======== MATERIAL ========

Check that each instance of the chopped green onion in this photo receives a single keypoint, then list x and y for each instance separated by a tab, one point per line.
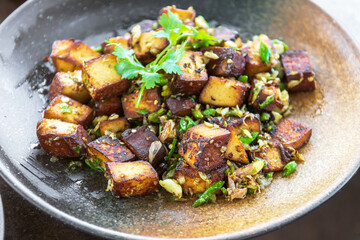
142	111
98	49
197	114
248	140
277	41
267	101
205	197
265	53
289	168
243	79
209	112
65	108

========

• _PROBLEM STATEMENT_: Rewrite the records with "chopped green onion" swapped for "sliced scallion" and everything else left unchanged, omitting the pictures.

• _WRITTEN ANSWER_:
Check that each instance of the sliced scallion in this photo receives a single keypoint, then list x and y for each instance separated by a tab, one point per line.
142	111
98	49
197	114
248	140
277	41
267	101
205	197
265	53
289	168
243	79
209	112
65	108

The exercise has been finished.